I have heard you described as the greatest heroine in Victorian literature, the first fictional feminist. Well, I'm sorry, but you're no role model for me.

Let's look at it this way. You're beautiful, wealthy, well-bred and clever; fired up with passion and worthy ambition. So what do you do? You get yourself hitched to a dried-up old pedant like Edward Casaubon. Not only that, but you give him your money] Cold, hard cash - your currency of independence - and you just give it away. And where did it get you and your lofty ideals? Nowhere. Your money is all tied up in his will and you have to make a choice between solitary good works in comfort and impoverished true love.

Here's how you should have done it. You want to improve the lot of the working classes, right? Then just do it. You have the means; you don't have to attach yourself to a man to succeed. You have money, ergo you have power. And in the face of male opposition, try heaving your decollete up and down a bit. Using sex got Scarlett O'Hara where she wanted to be. She soon realised that money and beauty are a girl's best friends (OK, so she ended up without Rhett and her reputation in tatters, but hell, at least she lived.)

Which brings me to my other point. Why do you dress like a nun? Being female isn't a crime, and beauty doesn't preclude brains. You're far more likely to bring joy to the hearts of consumptive peasants if you're wearing a nice frock than if you're dripping around dispensing charity with your face in your boots.

- **Data entries**:
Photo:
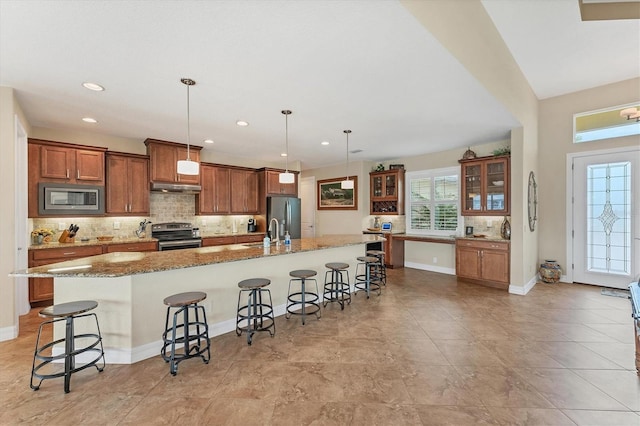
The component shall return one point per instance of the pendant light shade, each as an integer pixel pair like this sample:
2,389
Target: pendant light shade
287,176
188,167
347,183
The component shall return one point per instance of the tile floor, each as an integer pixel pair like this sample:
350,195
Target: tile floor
429,351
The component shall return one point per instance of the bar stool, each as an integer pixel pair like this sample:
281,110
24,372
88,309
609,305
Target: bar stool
366,278
335,288
184,303
92,342
381,268
257,313
303,297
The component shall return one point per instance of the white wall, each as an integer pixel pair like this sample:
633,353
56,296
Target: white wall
9,108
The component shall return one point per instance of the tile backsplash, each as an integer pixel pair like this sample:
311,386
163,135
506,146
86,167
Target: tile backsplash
164,207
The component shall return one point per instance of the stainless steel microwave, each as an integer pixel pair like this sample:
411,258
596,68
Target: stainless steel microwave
70,199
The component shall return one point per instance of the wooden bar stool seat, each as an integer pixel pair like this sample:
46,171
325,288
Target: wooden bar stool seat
191,334
303,302
336,289
257,314
86,343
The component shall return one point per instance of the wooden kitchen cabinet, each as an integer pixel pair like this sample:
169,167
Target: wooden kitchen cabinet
60,162
485,262
127,189
486,186
386,192
163,159
215,196
244,196
41,289
271,178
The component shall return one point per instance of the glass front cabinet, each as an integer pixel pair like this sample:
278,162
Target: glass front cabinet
485,186
386,194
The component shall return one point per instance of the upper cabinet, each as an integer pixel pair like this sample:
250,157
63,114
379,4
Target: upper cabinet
271,179
127,189
215,196
485,186
62,162
164,158
244,197
387,192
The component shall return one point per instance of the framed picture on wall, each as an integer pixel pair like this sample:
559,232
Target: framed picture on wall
331,196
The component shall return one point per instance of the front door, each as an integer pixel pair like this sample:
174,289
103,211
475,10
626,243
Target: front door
606,218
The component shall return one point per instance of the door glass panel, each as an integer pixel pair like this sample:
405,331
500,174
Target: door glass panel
609,218
473,194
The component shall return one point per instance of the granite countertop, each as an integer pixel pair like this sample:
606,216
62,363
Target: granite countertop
447,239
132,263
91,242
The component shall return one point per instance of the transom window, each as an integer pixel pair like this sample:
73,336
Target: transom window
433,201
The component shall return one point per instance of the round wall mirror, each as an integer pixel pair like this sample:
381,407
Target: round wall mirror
532,201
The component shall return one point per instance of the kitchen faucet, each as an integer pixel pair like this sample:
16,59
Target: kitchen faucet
277,240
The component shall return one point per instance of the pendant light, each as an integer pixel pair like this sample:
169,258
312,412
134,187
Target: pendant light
347,183
188,167
287,176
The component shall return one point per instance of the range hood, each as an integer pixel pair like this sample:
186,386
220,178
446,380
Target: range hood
175,187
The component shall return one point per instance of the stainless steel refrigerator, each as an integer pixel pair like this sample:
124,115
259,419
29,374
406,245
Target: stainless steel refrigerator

- **What you will do**:
A. Copy out the listing word for word, beginning at the line containing "The component shall return one point per instance of the door" and going on through the last line of the listing.
B. Continue the open letter to the Victorian heroine from the point where it stops.

- **Response list**:
A.
The component shall return one point per instance of the door glass panel, each as an integer pixel pair like this sample:
405,331
500,174
Target: door glass panel
609,218
473,194
The component shall return one point per instance of the granite countertop, each as an integer pixel pair like this sample:
606,216
62,363
Target: granite countertop
447,239
132,263
91,242
The component shall return one point per instance of the transom window, each as an integer pixel pair like this sample:
73,336
Target: transom window
433,201
The component shall return one point per instance of the round wall mirror, each as an integer pixel pair like this sample:
381,407
Target: round wall mirror
532,201
The component shall return one point per instance of the kitchen faucet, each as an integer pixel pair like this sample:
16,59
Target: kitchen faucet
277,240
The component shall return one point per instance of the pendant light, each as an integer pixel pair like this sample:
169,258
312,412
134,187
Target: pendant light
347,183
188,167
287,176
The component shall return one point per instance of the range hood, each as an integer pixel pair like this sample:
186,386
220,178
446,380
Target: range hood
175,187
The component shall return one point per instance of the stainless steel refrigerator, each as an integer pixel pair like this sample:
124,115
259,419
29,374
406,245
Target: stainless steel refrigerator

B.
I know you'll just tell me that it's different for you, living in such morally straitened times. I do have it easier. But I have the benefit of hindsight, and I know that great changes, such as those sweeping your town of Middlemarch, have to start somewhere, and if you had only struck out and used your idealism and passion in a different way - independently and powerfully - it could have been the best good work you never did. As it is, even Agnes Grey has more backbone than you.

I can't believe that George Eliot meant for you to turn out this way. She lived outside 'respectable' society for most of her life, and it never did her any harm. Surely she despaired as she scratched out your fate page by page? Surely she never intended you to be the great heroine you have been so mistakenly taken for?

I'm being harsh, I know. But as a post-feminist to a would-be founder member: do your good works, Dodo, then get out there and party.